++++ Texto extraído

Por otro lado, entre los defensores de la realización del referendo como jurídicamente imprescindible según lo dispuesto en la cláusula de reforma4, los argumentos principales se sustentaban en dos cuestiones. La primera de ellas, que según el artículo 141 de la Constitución entonces vigente, el referendo era obligatorio para legitimar cualquier modificación de los derechos, deberes y garantías fundamentales, y la reforma propuesta alteraba el régimen de propiedad al introducir una nueva forma de propiedad, no reconocida en la Constitución, como la propiedad de las empresas mixtas y aún de capital totalmente extranjero, es decir, privada. Aún más, eliminaba el carácter irreversible de la propiedad estatal socialista de todo el pueblo, que podía ser entonces reconvertida en propiedad de empresas mixtas o aun en propiedad privada. No hay duda de que el derecho de propiedad es uno de los derechos más fundamentales del catálogo, y determina de hecho el régimen socioeconómico de éste y de cualquier Estado. Sorprendentemente, el Decreto-Ley 50, de 1982, había autorizado la propiedad de las empresas mixtas, no reconocida entonces por la Constitución. En conexión con el propio artículo 141, otra importante novedad de la reforma lo constituía la figura del Estado de emergencia, durante cuya vigencia se autorizaba una regulación diferente (es decir, restrictiva) de los derechos fundamentales, lo cual, en opinión de los defensores del referendo, requería de la realización de éste para su incorporación a la Constitución.

Sin embargo, finalmente se aprobó por la Asamblea Nacional la reforma constitucional y no se convocó referendo alguno, pese a lo cual la reforma de 1992 tuvo amplia aceptación en cuanto a su necesidad y a la conveniencia jurídica y política de la mayoría de las modificaciones efectuadas para mantener el consenso social en torno a los núcleos duros de la Revolución, a sus principios irrenunciables, al mismo tiempo que la Constitución fue liberada de mucha de la influencia soviética y del socialismo esteeuropeo, que marcó el contexto histórico de su redacción y aprobación en 1976.

++++++++
++++ Datos proporcionados

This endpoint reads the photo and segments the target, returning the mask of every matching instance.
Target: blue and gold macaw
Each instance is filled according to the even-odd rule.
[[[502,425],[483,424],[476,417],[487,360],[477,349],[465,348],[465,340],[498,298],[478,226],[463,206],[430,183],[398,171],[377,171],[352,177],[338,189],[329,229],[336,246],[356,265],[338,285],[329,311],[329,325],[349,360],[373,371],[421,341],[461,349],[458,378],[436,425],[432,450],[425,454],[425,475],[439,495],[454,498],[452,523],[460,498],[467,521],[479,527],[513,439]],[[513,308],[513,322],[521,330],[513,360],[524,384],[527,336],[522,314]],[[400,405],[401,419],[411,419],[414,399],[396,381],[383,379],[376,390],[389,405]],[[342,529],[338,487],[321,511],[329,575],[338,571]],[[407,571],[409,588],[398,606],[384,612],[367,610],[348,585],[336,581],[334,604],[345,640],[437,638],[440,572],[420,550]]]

++++++++

Reproduce sin cambios el pasaje del texto sobre la reforma constitucional de 1992 que empieza con las palabras que contienen "Sin embargo, finalmente" y termina con "aprobación en 1976.". Los datos proceden de otra fuente.

Sin embargo, finalmente se aprobó por la Asamblea Nacional la reforma constitucional y no se convocó referendo alguno, pese a lo cual la reforma de 1992 tuvo amplia aceptación en cuanto a su necesidad y a la conveniencia jurídica y política de la mayoría de las modificaciones efectuadas para mantener el consenso social en torno a los núcleos duros de la Revolución, a sus principios irrenunciables, al mismo tiempo que la Constitución fue liberada de mucha de la influencia soviética y del socialismo esteeuropeo, que marcó el contexto histórico de su redacción y aprobación en 1976.